# WHAT TO PRODUCE
Write the records out again, exactly.

[Stored records]
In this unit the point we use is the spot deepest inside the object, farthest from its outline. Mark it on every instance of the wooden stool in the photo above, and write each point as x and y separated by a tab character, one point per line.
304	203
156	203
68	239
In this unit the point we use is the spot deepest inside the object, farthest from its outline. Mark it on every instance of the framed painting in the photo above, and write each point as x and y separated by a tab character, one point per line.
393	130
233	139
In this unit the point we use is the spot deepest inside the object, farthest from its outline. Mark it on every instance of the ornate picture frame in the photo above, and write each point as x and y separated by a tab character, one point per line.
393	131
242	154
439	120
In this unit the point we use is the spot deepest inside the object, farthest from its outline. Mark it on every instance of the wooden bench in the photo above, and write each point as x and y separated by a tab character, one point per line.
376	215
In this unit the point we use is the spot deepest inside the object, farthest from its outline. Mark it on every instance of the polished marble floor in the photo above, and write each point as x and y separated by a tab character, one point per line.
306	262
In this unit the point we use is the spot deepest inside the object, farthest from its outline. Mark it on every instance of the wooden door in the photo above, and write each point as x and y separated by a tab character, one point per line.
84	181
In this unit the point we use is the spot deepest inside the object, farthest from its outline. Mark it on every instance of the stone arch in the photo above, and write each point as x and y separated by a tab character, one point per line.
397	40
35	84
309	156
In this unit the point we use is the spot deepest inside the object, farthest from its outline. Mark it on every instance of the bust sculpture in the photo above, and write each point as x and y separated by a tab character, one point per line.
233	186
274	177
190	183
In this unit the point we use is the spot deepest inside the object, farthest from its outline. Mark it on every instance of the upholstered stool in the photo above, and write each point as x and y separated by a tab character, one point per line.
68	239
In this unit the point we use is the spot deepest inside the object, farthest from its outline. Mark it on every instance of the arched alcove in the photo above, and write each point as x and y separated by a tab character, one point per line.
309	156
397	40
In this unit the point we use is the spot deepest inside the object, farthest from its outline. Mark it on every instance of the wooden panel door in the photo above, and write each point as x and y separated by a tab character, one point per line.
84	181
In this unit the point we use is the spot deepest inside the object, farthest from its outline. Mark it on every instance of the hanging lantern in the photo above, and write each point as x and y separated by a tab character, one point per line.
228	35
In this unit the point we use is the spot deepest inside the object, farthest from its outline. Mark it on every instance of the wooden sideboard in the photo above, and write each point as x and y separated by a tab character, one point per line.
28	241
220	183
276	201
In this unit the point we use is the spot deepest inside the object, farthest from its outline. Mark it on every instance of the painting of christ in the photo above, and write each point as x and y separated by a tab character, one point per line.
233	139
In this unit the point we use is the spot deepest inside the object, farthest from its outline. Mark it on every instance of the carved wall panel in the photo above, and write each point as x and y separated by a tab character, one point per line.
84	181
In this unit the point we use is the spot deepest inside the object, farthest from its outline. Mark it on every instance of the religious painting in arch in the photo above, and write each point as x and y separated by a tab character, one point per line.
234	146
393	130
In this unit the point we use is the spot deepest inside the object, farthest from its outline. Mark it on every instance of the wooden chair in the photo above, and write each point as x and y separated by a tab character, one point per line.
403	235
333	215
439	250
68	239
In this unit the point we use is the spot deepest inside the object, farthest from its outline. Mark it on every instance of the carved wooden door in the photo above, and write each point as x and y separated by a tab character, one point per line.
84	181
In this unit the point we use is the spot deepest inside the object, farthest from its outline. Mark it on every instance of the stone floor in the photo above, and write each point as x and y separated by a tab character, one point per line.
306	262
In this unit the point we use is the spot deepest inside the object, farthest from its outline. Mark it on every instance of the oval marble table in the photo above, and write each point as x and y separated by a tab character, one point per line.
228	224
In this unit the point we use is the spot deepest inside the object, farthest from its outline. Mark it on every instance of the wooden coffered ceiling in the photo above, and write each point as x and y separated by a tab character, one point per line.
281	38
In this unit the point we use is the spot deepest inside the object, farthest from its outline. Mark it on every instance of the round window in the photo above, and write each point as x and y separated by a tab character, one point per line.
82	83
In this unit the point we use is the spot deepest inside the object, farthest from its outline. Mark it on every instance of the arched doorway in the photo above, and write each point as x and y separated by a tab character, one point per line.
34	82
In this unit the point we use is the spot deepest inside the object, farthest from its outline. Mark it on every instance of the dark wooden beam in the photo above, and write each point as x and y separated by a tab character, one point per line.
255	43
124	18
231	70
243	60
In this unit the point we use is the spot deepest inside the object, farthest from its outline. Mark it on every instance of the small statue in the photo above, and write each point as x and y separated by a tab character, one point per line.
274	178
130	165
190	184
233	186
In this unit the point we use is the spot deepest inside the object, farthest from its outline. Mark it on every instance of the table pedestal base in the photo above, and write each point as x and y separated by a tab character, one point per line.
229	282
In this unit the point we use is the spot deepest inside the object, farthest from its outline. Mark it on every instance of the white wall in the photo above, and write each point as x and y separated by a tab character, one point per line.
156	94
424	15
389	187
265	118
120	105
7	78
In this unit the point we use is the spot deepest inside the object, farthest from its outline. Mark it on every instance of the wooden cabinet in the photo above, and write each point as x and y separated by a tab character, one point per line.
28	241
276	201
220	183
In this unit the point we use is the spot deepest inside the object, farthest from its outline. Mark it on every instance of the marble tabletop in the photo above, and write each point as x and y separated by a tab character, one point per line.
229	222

# ANSWER TO THE PROBLEM
In this unit the point we use is the spot deepest inside the object, farthest from its outline. Mark it on every instance of the wooden stool in the photo above, and write each point as x and y separated by a tab character, one point per line.
304	203
156	203
68	239
In this unit the point we use is the spot deepest inside the object, farthest from its outline. Mark it on every instance of the framed painting in the photo above, and write each point as x and y separated by a tab character, one point per line.
393	130
233	139
In this unit the point we use is the spot deepest inside the object, farthest from its outline. Mark it on every instance of the ornate picture frame in the photo above, and write each point as x and y separated by a tab character, one point per line.
393	131
242	154
439	120
In this unit the point we use is the spot deepest inside the object, farthest from its outline. Mark it on every instance of the wooden bench in the photo above, and write each point as x and y separated by a tab character, one point per line.
376	215
In this unit the point we use is the spot deepest inside the object, farthest from its outline. Mark it on every instance of the polished marble floor in the photo above, and write each point as x and y separated by a tab character, one point per line.
306	262
In this unit the point we use is the spot deepest inside the object, farthest from its outline. Mark it on every instance of the wooden door in the photo above, and write each point as x and y separated by a tab character, one point per line.
84	181
In this unit the point we use is the spot deepest inside the object, farthest from its outline. Mark it on every instance of the stone arch in the photo above, and write each point as x and y separated by a tab character, one point per line.
397	40
35	84
309	156
In this unit the point we use is the spot deepest inside the object, farthest from its outline. Mark it on every instance of the bust sculpture in the photo above, and write each point as x and y separated by a tab character, one point per line.
233	186
274	177
190	183
In this unit the point we use is the spot deepest inside the object, farthest from its outline. Mark it on every instance of the upholstered stool in the photo above, and write each point as x and y separated by a tab character, one point per line.
68	239
In this unit the point we use is the spot deepest inside the object, farthest from its outline. Mark it on every instance of the arched alcove in the photo above, and write each point as x and y separated by a tab character, one point per line.
309	156
397	40
In this unit the point we use is the spot deepest inside the object, farthest from its outline. Mark it on every instance of the wooden panel door in the photo above, and write each point as x and y separated by a tab character, one point per line.
84	181
In this unit the point we use is the spot deepest inside the object, farthest from its outline. Mark it on every instance of the hanging lantern in the photo above, and write each point as x and y separated by a tab character, one point per line.
228	35
In this unit the point we use is the spot deepest inside the object, farthest from its outline. Mark it on every instance of the wooden sideboard in the photo above, and write each point as x and y separated by a tab character, one point per line.
28	241
220	183
276	201
In this unit the point we use is the spot deepest inside the object, farthest from its outline. Mark it on every instance of the painting of christ in the photo above, and write each point as x and y separated by a tab character, one point per line.
233	139
In this unit the point we use is the spot deepest inside the object, farthest from its outline. Mark it on every instance of the carved wall panel in the photo above, and write each point as x and y separated by a tab character, one point per line.
84	181
In this unit the point we use is the spot deepest inside the object, farthest from its outline. Mark it on every instance of the religious painting in arch in the photo above, and write each point as x and y separated by a tab character, one point per line.
234	146
393	130
In this unit the point we use is the spot deepest inside the object, farthest from its outline. Mark it on every instance of the wooden chair in the photo above, and write each point as x and y separated by a tab character, one point per line.
403	235
333	215
439	250
68	239
In this unit the point we use is the spot deepest inside the object, farthest from its outline. Mark it on every instance of the carved wooden door in the photo above, and write each point as x and y separated by a tab character, one point per line.
84	181
In this unit the point we use is the spot deepest inside the object, farthest from its outline. Mark it on every instance of the stone floor in the photo above, and write each point as x and y separated by a tab character, one point per line.
306	262
In this unit the point we use is the spot deepest inside the object, farthest from its outline. Mark it on every instance of the oval marble table in the photo above, and write each point as x and y separated by a tab character, one point per line.
228	224
In this unit the point we use is the spot deepest inside the object, farthest from its outline. Mark it on every instance of the wooden coffered ceiling in the photo above, and write each point as x and y separated by a tab character, one point per line.
281	38
In this unit the point we use is the spot deepest inside the object, farthest from its outline. Mark it on every instance of the round window in the photo above, and write each point as x and y separated by a tab character, one point per line.
82	83
In this unit the point we use is the spot deepest inside the object, farthest from its outline. Mark it on every instance of the arched doorway in the photo above, and write each point as x and y separated by a tab character, one point per line.
34	82
In this unit the point we use is the spot deepest inside the object, farthest from its outline. Mark it on every instance of the dark wooden beam in the photo above, and write each point as x and y separated by a tab character, one point per line.
255	43
124	18
231	70
243	60
In this unit the point we use is the spot deepest inside the object, farthest from its outline. Mark it on every instance of the small statue in the photo above, and write each point as x and y separated by a tab character, one point per line.
274	178
130	165
190	184
233	186
In this unit the point we use is the spot deepest inside the object, farthest from its outline. Mark it on every instance of the table pedestal base in the photo above, and write each point as x and y separated by a tab character, one point per line.
229	282
In this unit the point we use is the spot deepest inside the object, farthest from its outline. Mark it on every instance of the white wall in the photo above, and write each point as x and y separated by a tab character, one point per line.
156	94
424	15
389	187
265	118
120	105
7	78
In this unit the point we use is the spot deepest inside the object, farthest from its outline. Mark it on every instance of the wooden cabinet in the photo above, and write each point as x and y separated by a tab character, one point per line.
28	241
276	201
220	183
In this unit the point we use is the spot deepest inside the object, farthest from its outline. Mark it on every instance of the marble tabletop in the photo above, and write each point as x and y separated by a tab character, one point per line.
229	222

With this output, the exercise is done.